Interview with Ben Watt
“For me, that's the essence of House music; you rock‘em, and you make ‘em cry.” –Ben Watt

For the better part of two decades, Ben Watt has been creating a name for himself in the music world, leaving his artistic mark in various genres. Most recently, he has delved deep into the world of house, picking up where he left off with Everything But the Girl's Temperamental. Along with partner Jay Hanaan, he created Lazy Dog, throwing London's undisputed essential Sunday night party.  He has produced some of the most sought after remixes for artists from Maxwell and Meshell Ndegeocello to Beth Orton and Sunshine Anderson, and his sound has become one of the most recognizable in the house scene of the new millennium.
 
 

 

 

 

The basic Lazy Dog concept and structure remains very much intact for Watt with his new Buzzin Fly venture, in that there is not a great deal of deviation from the jazzy, soulful deep house groove that Watt has found for himself. There certainly is no need for him to make any drastic changes. What Watt has done, and very successfully at that, is to unearth a layer of house which is deeper, more pensive and, at times, more brooding in comparison to the Lazy Dog era. Challenges may be posed and envelopes may be pushed with this deeper outing, but ultimately any journey that Ben Watt leads his listeners on will prove to be worthwhile. After navigating an NYC crowd through some peaks, valleys and waves, Ben Watt took the time to speak with me over coffee and tea about his latest creations and favorites tracks, his own musical journey and the creative techniques of Bill Murray.

ARM: What direction have you seen your music go in from Lazy Dog to Buzzin' Fly?


BW: “I think with last night's set I was on a bit of a high from the end of the tour. I was a little bit more up than I've been lately, a bit more peaky, more Latin– which is stuff I haven't been playing quite so much lately. I've tended to be going on a deeper route, certainly on my Sunday's in London when I'm playing to a home crowd. They're going with me a lot more and expecting new stuff. You can go on a bit of a trip. There's always a bit more pressure when you come abroad and people haven't seen you in a while. They want to hear some of the things that have been stockpiling on the label for a while. They still want to hear Sade, they still want to hear “Lone Cat”. Part of me feels a bit cheesy still dropping it (Sade's “I'll Be There”), but I do like it.” Soon after that, I like to take it down again, wash around a bit in some deeper water. It goes in waves.

ARM: It seems to me that with Buzzin Fly you've gone deeper, more soulful, almost making a more personal artistic statement as opposed to Lazy Dog.

# INFORMATION PROVIDED

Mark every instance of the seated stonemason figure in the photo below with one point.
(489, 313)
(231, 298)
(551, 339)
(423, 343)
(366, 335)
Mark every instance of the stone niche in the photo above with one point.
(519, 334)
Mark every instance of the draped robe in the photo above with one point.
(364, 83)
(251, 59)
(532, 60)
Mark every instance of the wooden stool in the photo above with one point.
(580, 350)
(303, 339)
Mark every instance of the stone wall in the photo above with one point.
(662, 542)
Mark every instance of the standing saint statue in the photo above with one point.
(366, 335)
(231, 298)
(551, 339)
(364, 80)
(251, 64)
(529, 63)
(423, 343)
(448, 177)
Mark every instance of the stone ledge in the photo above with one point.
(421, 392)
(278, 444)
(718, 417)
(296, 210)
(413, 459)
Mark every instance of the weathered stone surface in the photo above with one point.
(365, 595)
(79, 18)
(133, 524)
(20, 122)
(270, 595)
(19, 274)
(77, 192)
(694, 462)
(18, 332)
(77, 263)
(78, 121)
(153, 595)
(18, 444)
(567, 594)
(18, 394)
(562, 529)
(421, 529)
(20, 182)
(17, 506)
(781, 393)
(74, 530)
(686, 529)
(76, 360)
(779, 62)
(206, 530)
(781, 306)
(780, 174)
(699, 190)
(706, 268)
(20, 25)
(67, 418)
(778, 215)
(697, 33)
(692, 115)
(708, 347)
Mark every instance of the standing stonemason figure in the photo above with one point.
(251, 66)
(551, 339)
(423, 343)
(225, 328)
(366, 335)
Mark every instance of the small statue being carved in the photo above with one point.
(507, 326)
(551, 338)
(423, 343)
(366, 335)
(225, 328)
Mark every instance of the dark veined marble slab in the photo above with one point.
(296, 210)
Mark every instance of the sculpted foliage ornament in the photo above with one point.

# STATED EXERCISE
Reproduce the passage of the Ben Watt interview from "The basic Lazy" to "of Bill Murray.".

# TASK OUTPUT
The basic Lazy Dog concept and structure remains very much intact for Watt with his new Buzzin Fly venture, in that there is not a great deal of deviation from the jazzy, soulful deep house groove that Watt has found for himself. There certainly is no need for him to make any drastic changes. What Watt has done, and very successfully at that, is to unearth a layer of house which is deeper, more pensive and, at times, more brooding in comparison to the Lazy Dog era. Challenges may be posed and envelopes may be pushed with this deeper outing, but ultimately any journey that Ben Watt leads his listeners on will prove to be worthwhile. After navigating an NYC crowd through some peaks, valleys and waves, Ben Watt took the time to speak with me over coffee and tea about his latest creations and favorites tracks, his own musical journey and the creative techniques of Bill Murray.